[Image region labeling entries]
========================

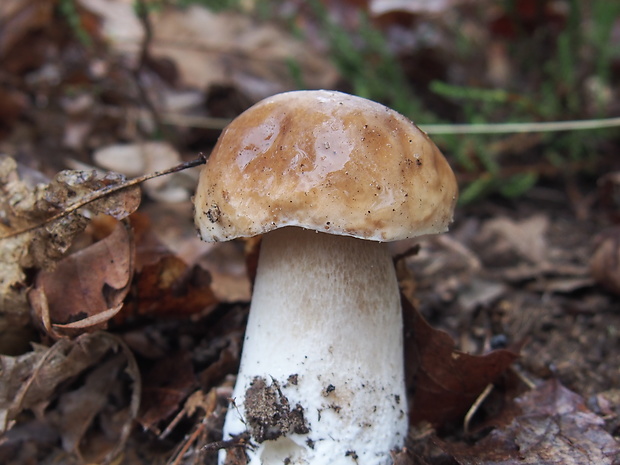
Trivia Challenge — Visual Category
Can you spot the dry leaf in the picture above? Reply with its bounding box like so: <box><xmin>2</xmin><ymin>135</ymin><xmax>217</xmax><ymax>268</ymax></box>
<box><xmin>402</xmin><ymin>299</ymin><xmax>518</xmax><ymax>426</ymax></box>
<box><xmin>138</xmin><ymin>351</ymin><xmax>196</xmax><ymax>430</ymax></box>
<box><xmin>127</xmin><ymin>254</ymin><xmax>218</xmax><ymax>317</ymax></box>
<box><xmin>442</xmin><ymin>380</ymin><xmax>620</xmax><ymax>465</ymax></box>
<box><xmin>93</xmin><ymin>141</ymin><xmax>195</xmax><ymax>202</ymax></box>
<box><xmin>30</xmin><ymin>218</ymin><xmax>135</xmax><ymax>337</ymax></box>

========================

> DO THIS
Turn the lines of the listing into a Markdown table with the columns Row and Line, numbering each row and skipping blank lines. Leave the pictures out.

> SOLUTION BELOW
| Row | Line |
|---|---|
| 1 | Trivia Challenge — Visual Category |
| 2 | Can you spot the dry leaf in the picture above? Reply with its bounding box like so: <box><xmin>2</xmin><ymin>135</ymin><xmax>217</xmax><ymax>268</ymax></box> |
| 3 | <box><xmin>402</xmin><ymin>299</ymin><xmax>518</xmax><ymax>426</ymax></box> |
| 4 | <box><xmin>138</xmin><ymin>351</ymin><xmax>196</xmax><ymax>430</ymax></box> |
| 5 | <box><xmin>127</xmin><ymin>254</ymin><xmax>218</xmax><ymax>317</ymax></box> |
| 6 | <box><xmin>442</xmin><ymin>380</ymin><xmax>620</xmax><ymax>465</ymax></box> |
| 7 | <box><xmin>93</xmin><ymin>141</ymin><xmax>195</xmax><ymax>202</ymax></box> |
| 8 | <box><xmin>30</xmin><ymin>218</ymin><xmax>135</xmax><ymax>337</ymax></box> |